Tugas yang Diminta A:
Salin ulang bagian tulisan tentang KUHP dan KUHAP baru antara "Narasi manis itu" dan "karya anak bangsa.", termasuk keduanya, dengan mengganti "hukum kolonial" menjadi "hukum warisan penjajah".
Tugas yang Diminta B:
Berdasarkan tulisan tentang KUHP dan KUHAP baru, apa yang dipakai oleh penjajahan modern?

Blok Teks:
"""
30 November 2025

“Ketika Karya Anak Bangsa Menjadi Alat Menghidupkan Penjajahan yang Pernah Kita Lawan”

 “Ketika Karya Anak Bangsa Menjadi Alat Menghidupkan Penjajahan yang Pernah Kita Lawan”

Jakarta 30 November 2025
Oleh : Laksda TNI Purn Soleman B Ponto. ST, SH, MH

 

PRA KATA :

Para pembuat UU menyebut KUHP baru dan KUHAP baru sebagai:
“Karya agung anak bangsa.”

Narasi manis itu dibungkus agar rakyat percaya bahwa dua kitab besar ini adalah kemajuan.
Tetapi ketika kita baca pasal-pasalnya, yang muncul justru bayangan hukum kolonial
hukum yang dulu dipakai Belanda untuk menindas rakyat Hindia Belanda.

Ironinya:

Bangsa Indonesia kini menghidupkan kembali pasal-pasal penjajah,
lalu menyebutnya karya anak bangsa.

Rakyat harus mengerti:
penjajahan modern tidak lagi memakai kapal, serdadu, atau kompeni.
Penjajahan modern memakai pasal-pasal yang membungkam, menggeledah, menahan, dan membatasi rakyat.
"""
Isi Kumpulan Data:
"""
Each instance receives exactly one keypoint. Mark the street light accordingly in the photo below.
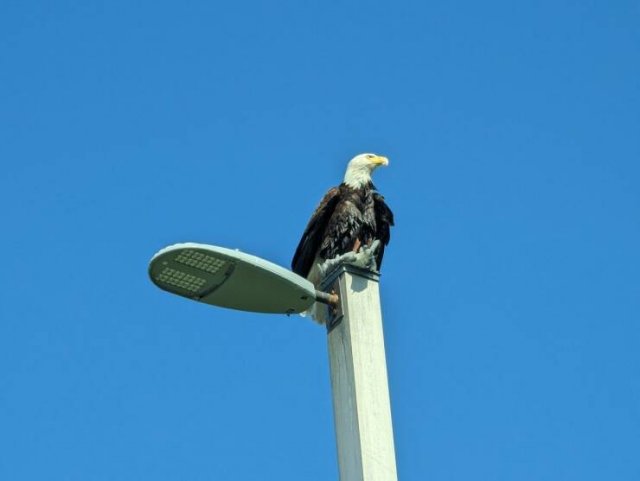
"""
Hasil Tugas A:
Narasi manis itu dibungkus agar rakyat percaya bahwa dua kitab besar ini adalah kemajuan.
Tetapi ketika kita baca pasal-pasalnya, yang muncul justru bayangan hukum warisan penjajah
hukum yang dulu dipakai Belanda untuk menindas rakyat Hindia Belanda.

Ironinya:

Bangsa Indonesia kini menghidupkan kembali pasal-pasal penjajah,
lalu menyebutnya karya anak bangsa.

Hasil Tugas B:
Pasal-pasal yang membungkam, menggeledah, menahan, dan membatasi rakyat.